→ TASKS TO CARRY OUT
- a) In the article about Bent's speech research, how much funding did the National Institutes of Health provide for her study?
- b) Condense the paragraph of the article about Bent's speech research that opens "Researchers will create an audio database" into a short bulleted list that keeps its main facts.
- c) Reproduce the passage from the article about Bent's speech research that begins at the words "How children develop" and stops after "of the talkers.".

━━ QUOTED PASSAGE ━━

Recognizing the importance of understanding how children may or may not overcome foreign-accented speech variables, the National Institutes of Health has made Bent, an assistant professor in the Indiana University College of Arts and Sciences' Department of Speech and Hearing Sciences, one of the first IU faculty members to receive grant funds through the American Recovery and Reinvestment Act of 2009.

"In the real world children hear speech that contains an enormous amount of variability, including factors like a talker's dialect, gender, native tongue, age and emotional state," Bent said. "However, language acquisition, performance in school and social interactions all require the ability to compensate for this substantial variability."

How children develop that ability to accurately understand the speech of talkers who can sound very different from one another, and radically different from the child's own speech, is what Bent will investigate with the $356,000 in funding provided by the National Institutes of Health. Most specifically, she wants to explore variability introduced by differences in the native language backgrounds of the talkers.

"To understand a foreign-accented word, listeners need to map a potentially novel, unfamiliar production of a word to their own internal representation of the word," she explained. "I plan to test how children perceive foreign-accented speech compared to native-accented speech and to assess the cognitive-linguistic skills that may underlie the ability to compensate for variability."

Researchers will create an audio database of native and non-native English speakers reading words, sentences and paragraphs, in English, designed for testing children. The database can then be used as a tool for assessing speech, language and hearing problems, in interventions for children and adults with speech and language disorders, for training English as a Second Language (ESL) teachers and for research on the perception of foreign-accented speech by adults and children with and without speech and language disorders or hearing loss. The database would also be made public and be offered for use to a wide range of teachers, researchers and clinicians, Bent said.

Bent will test children for vocabulary knowledge to study whether or not children who know more words are better at perceiving foreign-accented. The children will also be tested for phonological memory to determine if those with better short-term memory abilities might also be better at perceiving foreign-accented speech.

Bent's work is important because so little is known about how different levels of variability contribute to speech acquisition, according to Karen Forrest, chair of the IU Department of Speech and Hearing Sciences.

"This grant award is an important step in Tessa's research program and complements many of the goals of the department," Forrest said. "Speech perception and production are extraordinarily complex behaviors that are developed early in life; yet the factors that influence typical versus disordered speech acquisition still are unknown. This is an area of intensive investigation by many researchers in IU's Department of Speech and Hearing Sciences."

━━━
━━ SUPPLIED RECORDS ━━

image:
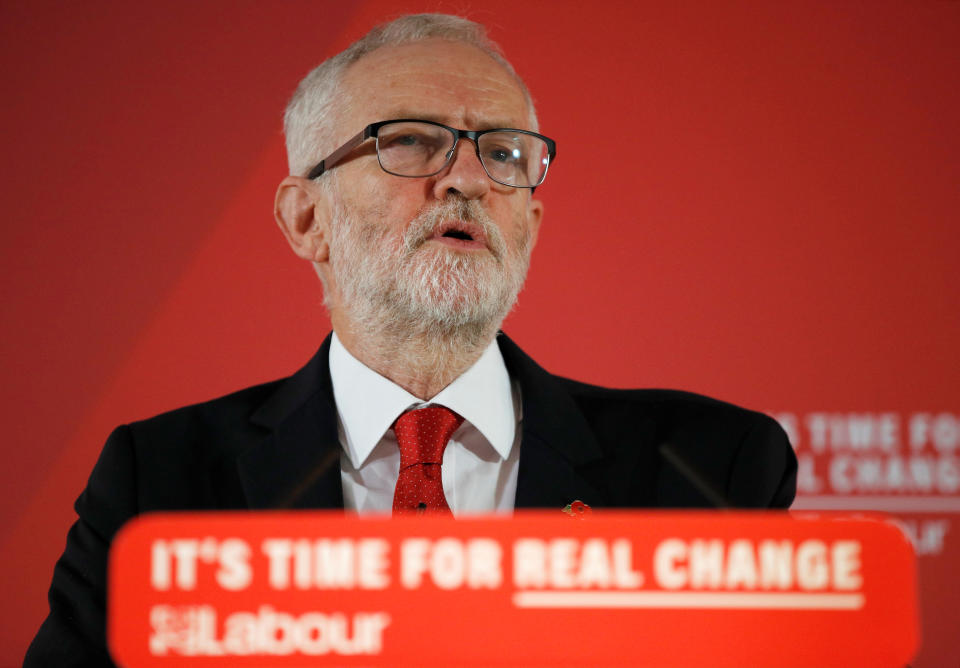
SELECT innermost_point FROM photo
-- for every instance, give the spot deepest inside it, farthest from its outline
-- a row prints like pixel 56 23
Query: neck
pixel 423 361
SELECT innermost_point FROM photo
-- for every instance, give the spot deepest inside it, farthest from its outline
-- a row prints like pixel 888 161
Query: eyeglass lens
pixel 423 149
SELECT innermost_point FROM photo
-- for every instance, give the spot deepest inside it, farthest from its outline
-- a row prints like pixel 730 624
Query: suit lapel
pixel 298 464
pixel 556 444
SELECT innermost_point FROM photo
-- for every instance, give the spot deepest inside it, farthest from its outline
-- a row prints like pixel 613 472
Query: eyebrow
pixel 436 118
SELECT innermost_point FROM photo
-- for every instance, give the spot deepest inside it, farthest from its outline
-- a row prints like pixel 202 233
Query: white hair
pixel 310 116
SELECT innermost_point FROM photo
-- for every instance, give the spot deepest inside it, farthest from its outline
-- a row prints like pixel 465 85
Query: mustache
pixel 423 226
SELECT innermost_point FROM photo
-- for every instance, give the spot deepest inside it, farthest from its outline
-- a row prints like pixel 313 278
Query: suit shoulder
pixel 658 400
pixel 230 408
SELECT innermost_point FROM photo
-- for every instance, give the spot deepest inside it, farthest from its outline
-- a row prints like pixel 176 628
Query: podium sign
pixel 538 589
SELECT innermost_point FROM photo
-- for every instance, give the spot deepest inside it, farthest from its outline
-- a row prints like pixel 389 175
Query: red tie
pixel 422 435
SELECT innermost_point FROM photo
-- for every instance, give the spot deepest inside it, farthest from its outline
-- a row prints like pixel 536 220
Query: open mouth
pixel 460 234
pixel 457 234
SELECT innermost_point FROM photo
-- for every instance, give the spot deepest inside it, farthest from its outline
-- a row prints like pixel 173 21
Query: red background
pixel 752 200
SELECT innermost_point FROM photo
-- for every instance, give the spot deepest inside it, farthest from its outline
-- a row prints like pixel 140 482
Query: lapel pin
pixel 577 510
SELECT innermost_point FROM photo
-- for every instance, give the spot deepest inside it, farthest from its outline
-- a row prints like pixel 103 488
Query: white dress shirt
pixel 480 462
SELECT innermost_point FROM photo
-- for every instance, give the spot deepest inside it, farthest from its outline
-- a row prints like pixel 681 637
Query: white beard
pixel 405 292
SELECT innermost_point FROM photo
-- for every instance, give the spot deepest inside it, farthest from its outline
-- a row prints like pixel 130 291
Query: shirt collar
pixel 368 403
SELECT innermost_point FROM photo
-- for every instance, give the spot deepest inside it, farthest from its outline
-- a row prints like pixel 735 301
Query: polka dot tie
pixel 422 435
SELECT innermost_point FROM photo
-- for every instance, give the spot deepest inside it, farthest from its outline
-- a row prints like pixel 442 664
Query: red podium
pixel 538 589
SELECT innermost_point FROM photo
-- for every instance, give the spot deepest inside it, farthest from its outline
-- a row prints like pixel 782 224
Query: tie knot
pixel 423 434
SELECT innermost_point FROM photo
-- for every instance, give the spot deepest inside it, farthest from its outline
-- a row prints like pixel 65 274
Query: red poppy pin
pixel 577 510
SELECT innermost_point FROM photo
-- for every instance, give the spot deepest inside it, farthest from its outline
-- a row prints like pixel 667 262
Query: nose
pixel 463 175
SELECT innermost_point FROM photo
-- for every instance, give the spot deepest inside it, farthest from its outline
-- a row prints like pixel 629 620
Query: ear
pixel 302 212
pixel 534 217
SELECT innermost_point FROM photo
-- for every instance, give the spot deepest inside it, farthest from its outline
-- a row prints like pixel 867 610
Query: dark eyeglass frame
pixel 373 130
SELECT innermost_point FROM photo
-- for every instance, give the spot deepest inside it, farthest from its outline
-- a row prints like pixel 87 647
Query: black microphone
pixel 694 476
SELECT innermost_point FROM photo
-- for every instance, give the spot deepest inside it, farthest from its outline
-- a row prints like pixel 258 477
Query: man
pixel 414 156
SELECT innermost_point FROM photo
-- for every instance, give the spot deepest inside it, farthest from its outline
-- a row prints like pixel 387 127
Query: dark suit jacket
pixel 275 445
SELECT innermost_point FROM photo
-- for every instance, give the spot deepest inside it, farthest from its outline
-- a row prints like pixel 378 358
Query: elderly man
pixel 414 157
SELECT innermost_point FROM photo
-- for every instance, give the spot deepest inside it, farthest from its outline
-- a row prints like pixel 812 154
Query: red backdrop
pixel 753 200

━━━

→ RESPONSES PER TASK
- a) $356,000

- b)
- Researchers will build an audio database of native and non-native English speakers reading English words, sentences and paragraphs designed for testing children.
- Planned uses: assessing speech, language and hearing problems; interventions for children and adults with speech and language disorders; training ESL teachers; and research on how adults and children, with and without speech and language disorders or hearing loss, perceive foreign-accented speech.
- The database would be made public and offered to a wide range of teachers, researchers and clinicians.

- c)
How children develop that ability to accurately understand the speech of talkers who can sound very different from one another, and radically different from the child's own speech, is what Bent will investigate with the $356,000 in funding provided by the National Institutes of Health. Most specifically, she wants to explore variability introduced by differences in the native language backgrounds of the talkers.